● Texto proporcionado:
/---
Cuando uno viaja con este espíritu, se vuelve muy observador y si algo puede permitirnos asomarnos a la realidad que no está en las páginas rosas de las guías turísticas son las manifestaciones sociales. Cuando los ciudadanos toman las calles para expresar su descontento y uno está apenas de paso por esa ciudad, toparse con una manifestación puede ser una gran experiencia.
La primera vez que vi una manifestación en el extranjero estaba en Montevideo. Iba saliendo de mi hotel pues al grupo de periodistas que participábamos en un seminario allí nos habían preparado un tour para “conocer” la ciudad. Antes de subir a la camioneta que nos llevaría, escuchamos consignas a lo lejos y se alcanzaba a ver un pequeño contingente de pilotos, aeromozas y otros trabajadores de la aerolínea sudamericana LAN, que en aquel 2009 estaban amenazando con una huelga y exigían mejoras en sus condiciones laborales. Por supuesto, y tal vez por el hecho de ser todos periodistas, nadie se subió a la camioneta. Comenzamos a tomar fotografías en automático.
La segunda vez, estaba en París. Caminaba de la manera más ordinaria y turística que se pueda imaginar, sobre una acera de la avenida Champs Elysées. El tránsito de automóviles era desviado porque venía una manifestación de trabajadores sindicalizados, denunciando violaciones a sus derechos laborales. Mi reacción fue la misma, pero esta vez pude platicar con algunos manifestantes que me contaron que el desempleo crece en Europa, que los jóvenes ya no están teniendo las mismas garantías y prestaciones sociales, que las cosas por las que lucharon mucho el siglo pasado, estaban cambiando.
Los policías estaban ahí, pero no se sentía el mismo temor que se siente en México. Estaban para cuidar a los ciudadanos que ejercían su derecho a la libre manifestación de las ideas.
Ayer, 20 de noviembre, acudí al Ángel de la Independencia y marché sobre la avenida Reforma, en una de las zonas más visitadas por los turistas y viajeros que llegan a la Ciudad de México. Algunos se acercaron para preguntar el motivo de tal concentración de personas enojadas, indignadas. En particular una familia oriental se acercó y escuchó atentamente lo que algunos manifestantes les explicaban en inglés, sobre la situación del país, sobre las desapariciones, sobre Ayotzinapa. Sus rostros iban desdibujando las sonrisas y sus miradas eran casi compasivas.
\---
● Completa lo siguiente:
1. Transcribe al pie de la letra el fragmento del texto sobre las manifestaciones que va desde "La segunda vez, estaba" hasta "de las ideas.".
2. Retoma el texto sobre las manifestaciones justo después de su última oración y escribe cómo sigue.

● Extractos del listado:
/---
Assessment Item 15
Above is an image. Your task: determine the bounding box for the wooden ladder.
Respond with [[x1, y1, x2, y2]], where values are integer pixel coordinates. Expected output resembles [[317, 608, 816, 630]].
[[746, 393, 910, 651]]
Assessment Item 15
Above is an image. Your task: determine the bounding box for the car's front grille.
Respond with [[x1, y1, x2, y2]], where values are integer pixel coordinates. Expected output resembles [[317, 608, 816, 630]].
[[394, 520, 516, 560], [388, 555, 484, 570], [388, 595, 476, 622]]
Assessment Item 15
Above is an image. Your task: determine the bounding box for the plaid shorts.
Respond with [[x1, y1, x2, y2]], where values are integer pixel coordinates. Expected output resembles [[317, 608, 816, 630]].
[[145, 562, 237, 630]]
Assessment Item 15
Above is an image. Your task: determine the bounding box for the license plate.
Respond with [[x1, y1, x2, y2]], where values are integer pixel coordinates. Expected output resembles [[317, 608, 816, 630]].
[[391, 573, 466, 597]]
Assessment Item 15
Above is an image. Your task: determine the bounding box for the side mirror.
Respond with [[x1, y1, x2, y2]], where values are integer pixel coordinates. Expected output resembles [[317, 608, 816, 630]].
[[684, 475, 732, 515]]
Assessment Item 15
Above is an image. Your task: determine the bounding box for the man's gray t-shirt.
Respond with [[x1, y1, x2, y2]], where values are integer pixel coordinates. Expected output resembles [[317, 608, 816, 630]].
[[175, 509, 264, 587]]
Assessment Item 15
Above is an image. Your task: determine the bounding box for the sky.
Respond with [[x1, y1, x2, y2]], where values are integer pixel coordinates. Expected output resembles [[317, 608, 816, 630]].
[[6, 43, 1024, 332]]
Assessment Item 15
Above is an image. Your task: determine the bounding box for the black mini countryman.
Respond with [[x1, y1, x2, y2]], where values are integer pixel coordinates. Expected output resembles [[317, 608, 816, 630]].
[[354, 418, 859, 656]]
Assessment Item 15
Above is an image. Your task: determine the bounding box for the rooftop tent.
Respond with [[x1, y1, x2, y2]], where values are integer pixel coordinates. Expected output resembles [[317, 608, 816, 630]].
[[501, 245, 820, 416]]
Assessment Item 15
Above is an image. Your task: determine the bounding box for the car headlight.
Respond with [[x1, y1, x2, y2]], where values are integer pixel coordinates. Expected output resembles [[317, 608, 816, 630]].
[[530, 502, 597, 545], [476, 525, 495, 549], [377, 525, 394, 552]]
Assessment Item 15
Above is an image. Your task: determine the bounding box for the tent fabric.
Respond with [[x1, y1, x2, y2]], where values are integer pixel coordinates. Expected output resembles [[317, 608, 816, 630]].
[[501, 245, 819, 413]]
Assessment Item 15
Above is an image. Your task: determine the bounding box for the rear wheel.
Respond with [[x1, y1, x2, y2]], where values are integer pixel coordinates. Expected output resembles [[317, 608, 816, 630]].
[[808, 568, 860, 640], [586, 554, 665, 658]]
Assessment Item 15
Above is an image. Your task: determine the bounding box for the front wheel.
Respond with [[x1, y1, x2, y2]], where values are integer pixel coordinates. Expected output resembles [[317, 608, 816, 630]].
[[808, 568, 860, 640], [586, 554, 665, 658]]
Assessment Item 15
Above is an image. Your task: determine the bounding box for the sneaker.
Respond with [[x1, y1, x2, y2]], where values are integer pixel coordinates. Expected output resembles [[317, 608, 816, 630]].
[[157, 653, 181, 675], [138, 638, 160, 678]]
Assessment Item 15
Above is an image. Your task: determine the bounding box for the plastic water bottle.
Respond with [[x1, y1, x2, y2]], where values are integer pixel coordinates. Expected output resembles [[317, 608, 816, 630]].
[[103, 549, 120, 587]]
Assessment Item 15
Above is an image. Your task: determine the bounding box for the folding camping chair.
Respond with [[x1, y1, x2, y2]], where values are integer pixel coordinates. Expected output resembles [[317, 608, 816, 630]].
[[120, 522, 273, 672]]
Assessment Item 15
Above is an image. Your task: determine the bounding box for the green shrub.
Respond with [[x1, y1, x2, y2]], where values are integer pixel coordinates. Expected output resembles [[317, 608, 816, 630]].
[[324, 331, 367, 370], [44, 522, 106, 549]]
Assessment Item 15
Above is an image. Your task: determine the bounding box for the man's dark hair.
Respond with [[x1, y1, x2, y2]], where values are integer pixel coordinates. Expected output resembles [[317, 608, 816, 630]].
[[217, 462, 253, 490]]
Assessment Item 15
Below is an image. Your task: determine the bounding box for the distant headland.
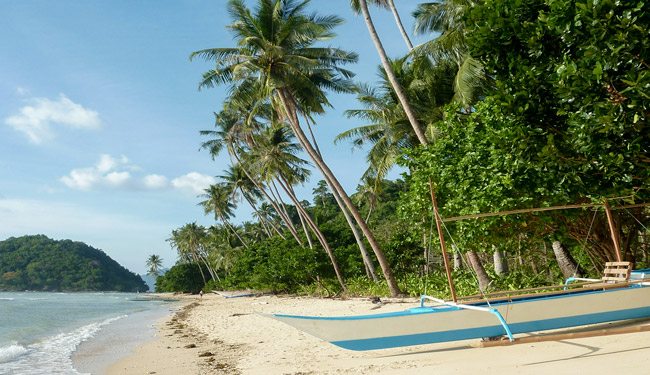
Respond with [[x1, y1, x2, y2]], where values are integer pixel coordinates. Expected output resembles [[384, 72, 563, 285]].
[[0, 235, 149, 292]]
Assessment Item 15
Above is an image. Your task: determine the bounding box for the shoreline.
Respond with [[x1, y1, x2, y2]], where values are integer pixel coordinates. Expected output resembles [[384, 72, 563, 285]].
[[70, 295, 181, 374], [108, 293, 650, 375], [105, 295, 228, 375]]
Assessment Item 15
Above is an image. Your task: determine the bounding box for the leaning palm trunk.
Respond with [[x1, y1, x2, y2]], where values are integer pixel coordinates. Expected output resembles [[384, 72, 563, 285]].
[[279, 176, 347, 291], [240, 189, 286, 239], [219, 215, 248, 249], [492, 248, 509, 276], [552, 241, 582, 279], [305, 116, 377, 282], [269, 180, 302, 246], [359, 0, 428, 145], [388, 0, 413, 51], [233, 152, 302, 246], [190, 252, 206, 284], [278, 89, 400, 297]]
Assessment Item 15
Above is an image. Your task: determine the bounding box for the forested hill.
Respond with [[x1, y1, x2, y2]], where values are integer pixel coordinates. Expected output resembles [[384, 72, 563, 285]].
[[0, 235, 148, 292]]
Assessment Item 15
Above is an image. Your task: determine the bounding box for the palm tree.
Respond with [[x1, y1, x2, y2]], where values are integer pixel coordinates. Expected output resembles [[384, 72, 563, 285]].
[[352, 0, 429, 145], [413, 0, 489, 109], [201, 107, 302, 245], [199, 183, 248, 247], [251, 124, 346, 290], [335, 58, 454, 181], [168, 223, 215, 283], [351, 0, 413, 51], [191, 0, 399, 295], [219, 164, 285, 239], [147, 254, 162, 276]]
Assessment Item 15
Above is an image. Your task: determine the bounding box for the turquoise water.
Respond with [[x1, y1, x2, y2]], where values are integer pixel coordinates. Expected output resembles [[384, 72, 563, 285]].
[[0, 292, 172, 375]]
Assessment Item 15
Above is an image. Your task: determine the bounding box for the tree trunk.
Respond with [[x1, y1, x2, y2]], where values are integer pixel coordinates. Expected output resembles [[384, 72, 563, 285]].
[[234, 153, 302, 246], [239, 192, 286, 240], [388, 0, 413, 52], [359, 0, 428, 145], [467, 251, 490, 292], [219, 215, 248, 249], [493, 248, 509, 276], [267, 178, 302, 246], [279, 176, 347, 291], [305, 116, 377, 282], [451, 245, 463, 271], [552, 241, 582, 279], [278, 89, 400, 297]]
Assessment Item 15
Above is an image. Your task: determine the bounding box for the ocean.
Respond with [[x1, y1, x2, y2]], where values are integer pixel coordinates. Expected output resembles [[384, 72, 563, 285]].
[[0, 292, 177, 375]]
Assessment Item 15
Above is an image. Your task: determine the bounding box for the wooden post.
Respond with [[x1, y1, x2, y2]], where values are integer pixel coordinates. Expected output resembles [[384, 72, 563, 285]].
[[429, 179, 457, 302], [604, 199, 622, 262]]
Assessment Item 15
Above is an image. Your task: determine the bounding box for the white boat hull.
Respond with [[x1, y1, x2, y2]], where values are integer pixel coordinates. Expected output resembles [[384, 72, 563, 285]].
[[273, 285, 650, 350]]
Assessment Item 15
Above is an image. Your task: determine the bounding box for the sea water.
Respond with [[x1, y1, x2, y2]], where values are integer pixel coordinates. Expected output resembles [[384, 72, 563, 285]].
[[0, 292, 175, 375]]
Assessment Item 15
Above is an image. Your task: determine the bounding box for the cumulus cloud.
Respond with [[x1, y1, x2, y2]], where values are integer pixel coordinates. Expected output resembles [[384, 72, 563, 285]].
[[60, 154, 215, 194], [5, 94, 101, 144], [142, 174, 169, 189], [172, 172, 215, 194], [61, 154, 134, 190]]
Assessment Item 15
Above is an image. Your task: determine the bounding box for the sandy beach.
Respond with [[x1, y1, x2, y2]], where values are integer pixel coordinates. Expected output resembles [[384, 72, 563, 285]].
[[108, 294, 650, 375]]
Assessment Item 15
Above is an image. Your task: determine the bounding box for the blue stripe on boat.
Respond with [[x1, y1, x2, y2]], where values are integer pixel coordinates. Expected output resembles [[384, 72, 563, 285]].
[[332, 307, 650, 350], [273, 285, 642, 322]]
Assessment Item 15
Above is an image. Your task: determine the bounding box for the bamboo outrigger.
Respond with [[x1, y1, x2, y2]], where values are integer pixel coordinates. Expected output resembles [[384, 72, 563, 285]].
[[272, 201, 650, 350]]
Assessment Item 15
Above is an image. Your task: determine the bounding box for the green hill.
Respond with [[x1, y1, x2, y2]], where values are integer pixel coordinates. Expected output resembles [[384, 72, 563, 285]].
[[0, 235, 147, 292]]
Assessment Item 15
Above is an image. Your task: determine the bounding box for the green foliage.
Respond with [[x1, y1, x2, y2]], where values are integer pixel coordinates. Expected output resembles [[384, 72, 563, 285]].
[[156, 263, 205, 293], [223, 237, 333, 292], [0, 235, 148, 292], [467, 0, 650, 201]]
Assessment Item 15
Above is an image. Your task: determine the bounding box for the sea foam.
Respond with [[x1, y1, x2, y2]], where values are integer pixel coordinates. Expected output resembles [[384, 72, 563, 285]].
[[0, 315, 126, 375]]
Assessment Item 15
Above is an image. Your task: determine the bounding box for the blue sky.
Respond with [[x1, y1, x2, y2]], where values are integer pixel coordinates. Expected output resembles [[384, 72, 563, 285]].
[[0, 0, 426, 273]]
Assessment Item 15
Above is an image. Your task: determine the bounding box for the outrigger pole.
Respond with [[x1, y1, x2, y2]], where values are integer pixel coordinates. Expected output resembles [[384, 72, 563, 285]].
[[603, 199, 623, 262], [426, 179, 458, 302]]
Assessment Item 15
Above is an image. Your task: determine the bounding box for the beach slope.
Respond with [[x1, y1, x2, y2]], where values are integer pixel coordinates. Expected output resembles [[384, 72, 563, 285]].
[[109, 294, 650, 375]]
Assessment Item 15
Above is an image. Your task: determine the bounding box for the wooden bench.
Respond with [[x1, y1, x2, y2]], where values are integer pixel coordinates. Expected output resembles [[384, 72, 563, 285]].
[[587, 262, 632, 287]]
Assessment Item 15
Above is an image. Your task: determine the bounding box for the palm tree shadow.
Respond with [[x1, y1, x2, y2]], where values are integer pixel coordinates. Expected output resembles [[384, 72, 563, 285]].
[[377, 345, 475, 358], [524, 341, 650, 366]]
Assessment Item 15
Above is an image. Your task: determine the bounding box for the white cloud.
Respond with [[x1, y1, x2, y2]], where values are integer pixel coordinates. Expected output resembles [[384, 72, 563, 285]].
[[60, 154, 215, 195], [61, 154, 133, 190], [142, 174, 169, 189], [172, 172, 215, 194], [0, 198, 178, 272], [16, 86, 29, 96], [5, 94, 101, 144]]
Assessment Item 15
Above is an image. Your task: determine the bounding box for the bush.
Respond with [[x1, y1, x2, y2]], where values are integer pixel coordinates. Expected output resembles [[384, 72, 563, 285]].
[[156, 263, 207, 293]]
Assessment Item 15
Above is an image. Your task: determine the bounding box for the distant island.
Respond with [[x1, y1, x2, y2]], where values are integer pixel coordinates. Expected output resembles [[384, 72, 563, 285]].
[[0, 235, 148, 292]]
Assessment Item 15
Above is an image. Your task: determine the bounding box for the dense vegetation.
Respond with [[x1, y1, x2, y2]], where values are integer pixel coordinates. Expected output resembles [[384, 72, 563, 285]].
[[161, 0, 650, 296], [0, 235, 148, 292]]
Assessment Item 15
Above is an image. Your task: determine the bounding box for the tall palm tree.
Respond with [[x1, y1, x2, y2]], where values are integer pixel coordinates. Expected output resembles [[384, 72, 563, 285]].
[[168, 223, 214, 283], [199, 183, 248, 247], [147, 254, 162, 276], [413, 0, 490, 109], [335, 58, 454, 181], [351, 0, 413, 51], [219, 163, 285, 239], [252, 124, 346, 290], [201, 107, 302, 245], [191, 0, 399, 295], [351, 0, 429, 145]]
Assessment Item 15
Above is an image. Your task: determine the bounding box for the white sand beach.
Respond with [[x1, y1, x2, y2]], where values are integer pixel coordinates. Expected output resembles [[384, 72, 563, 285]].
[[109, 294, 650, 375]]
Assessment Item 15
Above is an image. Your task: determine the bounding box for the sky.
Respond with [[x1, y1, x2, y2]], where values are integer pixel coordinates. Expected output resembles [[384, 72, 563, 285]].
[[0, 0, 430, 274]]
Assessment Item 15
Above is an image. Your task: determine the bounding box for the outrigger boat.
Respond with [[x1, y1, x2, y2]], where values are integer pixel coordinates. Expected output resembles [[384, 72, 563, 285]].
[[272, 198, 650, 350]]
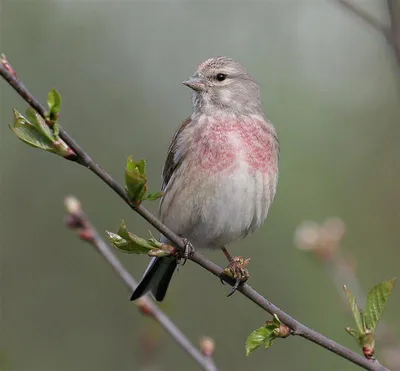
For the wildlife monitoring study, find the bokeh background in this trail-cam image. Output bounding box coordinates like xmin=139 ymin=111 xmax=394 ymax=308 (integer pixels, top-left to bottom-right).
xmin=0 ymin=0 xmax=400 ymax=371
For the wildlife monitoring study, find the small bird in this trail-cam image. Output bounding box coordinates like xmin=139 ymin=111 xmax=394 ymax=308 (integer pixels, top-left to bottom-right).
xmin=131 ymin=57 xmax=279 ymax=301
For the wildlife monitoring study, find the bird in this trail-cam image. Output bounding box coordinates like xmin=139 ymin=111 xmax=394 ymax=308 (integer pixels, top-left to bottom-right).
xmin=131 ymin=56 xmax=279 ymax=301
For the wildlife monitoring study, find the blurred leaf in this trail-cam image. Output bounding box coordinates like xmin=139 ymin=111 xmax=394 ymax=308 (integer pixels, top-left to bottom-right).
xmin=246 ymin=327 xmax=271 ymax=356
xmin=343 ymin=285 xmax=365 ymax=334
xmin=106 ymin=220 xmax=166 ymax=256
xmin=145 ymin=192 xmax=164 ymax=201
xmin=125 ymin=156 xmax=147 ymax=203
xmin=345 ymin=327 xmax=361 ymax=346
xmin=53 ymin=121 xmax=60 ymax=138
xmin=47 ymin=89 xmax=61 ymax=121
xmin=246 ymin=314 xmax=281 ymax=356
xmin=365 ymin=278 xmax=396 ymax=332
xmin=9 ymin=109 xmax=55 ymax=152
xmin=26 ymin=107 xmax=56 ymax=142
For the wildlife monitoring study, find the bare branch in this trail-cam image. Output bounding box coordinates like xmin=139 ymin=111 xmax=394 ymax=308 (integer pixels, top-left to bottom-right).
\---
● Respuestas del ejercicio:
1.
La segunda vez, estaba en París. Caminaba de la manera más ordinaria y turística que se pueda imaginar, sobre una acera de la avenida Champs Elysées. El tránsito de automóviles era desviado porque venía una manifestación de trabajadores sindicalizados, denunciando violaciones a sus derechos laborales. Mi reacción fue la misma, pero esta vez pude platicar con algunos manifestantes que me contaron que el desempleo crece en Europa, que los jóvenes ya no están teniendo las mismas garantías y prestaciones sociales, que las cosas por las que lucharon mucho el siglo pasado, estaban cambiando.
Los policías estaban ahí, pero no se sentía el mismo temor que se siente en México. Estaban para cuidar a los ciudadanos que ejercían su derecho a la libre manifestación de las ideas.

2.
Caminaron un rato con el contingente, hasta que se separaron deseándonos que la expresión ciudadana que estaba tomando las calles tuviera éxito.
Pasó por mi mente lo que leí y vi en videos subidos por ciudadanos a youtube en 2011, durante las manifestaciones y posterior revolución en Egipto. Recordé que algunos amigos extranjeros me han preguntado cómo no ha habido una revolución, si en México se puede mover de tal manera la gente y llenar la plancha del Zócalo.
Hay quienes dicen que las manifestaciones pueden dar “una imagen negativa” de la ciudad ante los ojos de los visitantes extranjeros, que eso afecta la economía, y más argumentos. Sin embargo, yo creo que la imagen que se llevan de México los extranjeros que observaron la marcha pacífica del 20 de noviembre, o incluso los que se unieron, es la de un pueblo solidario, fuerte, enojado, que quiere vivir en paz.
Cuando yo viajo a algún otro país, no veo la televisión, porque me parece perder el tiempo. Entonces yo me pregunto, ¿por qué estando en nuestra ciudad preferimos encerrarnos en cuatro paredes para vivir la realidad a través de los ojos de otras personas que nos lo cuentan por televisión?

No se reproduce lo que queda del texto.